# Supplied passage:
....
Saturday, December 22, 2018

The Demise of the Trump Foundation, an Extreme Example of Elite "Do-Gooding" to Prop Up the "Broken System" that Benefits Them

Big foundations often claim that they are out to improve society.  For example, the Robert Wood Johnson Foundation claims to be

the nation’s largest philanthropy dedicated solely to health.

Its goal is to improve health care for all, that is,

help raise the health of everyone in the United States to the level that a great nation deserves, by placing well-being at the center of every aspect of life.

Yet, as we discussed here, large foundations with an interest in health rarely address the sorts of issues we discuss on Health Care Renewal, particularly problems with health care organizational leadership and governance, most particularly leadership that is ill-informed, incompetent, self-interested, conflicted, or even corrupt.  One explanation was provided by Anand Giridharadas, author of  Winner Take All: Elite Charade of Changing the World, as summarized in an August, 2018, op-ed ine New York Times.

His thesis was that society has handed over the responsibility for reform to those who benefit most from the status quo. Thus,charitable foundations, one vehicle for reform, are now largely run by people with business management background, and financial ties to big corporations.  The foundations thus largely propose minimal, if not fake reforms, representing change "the powerful can tolerate." So, 

American elites generally seek to maintain the system that causes many of the problems they try to fix — and their helpfulness is part of how they pull it off. Thus their do-gooding is an accomplice to greater, if more invisible, harm.

What their 'change' leaves undisturbed is our winners-take-all economy, which siphons the gains from progress upward.

In a recent interview with the Guardian, Giridharadas explained how his concerns evolved while he was a fellow of the Aspen Institute,

a thinktank that organizes exclusive ideas conferences for the wealthy and powerful, as part of a program designed to raise up a 'new breed of leaders' and solve 'the world’s most intractable problems'.
....
# Data extract:
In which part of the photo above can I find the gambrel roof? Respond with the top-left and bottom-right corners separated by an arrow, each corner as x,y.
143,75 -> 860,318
....
# Task statement:
Retype the passage of the post on elite philanthropy from "Saturday, December 22, 2018" to "solely to health.", keeping every word and mark unchanged.

# Problem solution:
Saturday, December 22, 2018

The Demise of the Trump Foundation, an Extreme Example of Elite "Do-Gooding" to Prop Up the "Broken System" that Benefits Them

Big foundations often claim that they are out to improve society.  For example, the Robert Wood Johnson Foundation claims to be

the nation’s largest philanthropy dedicated solely to health.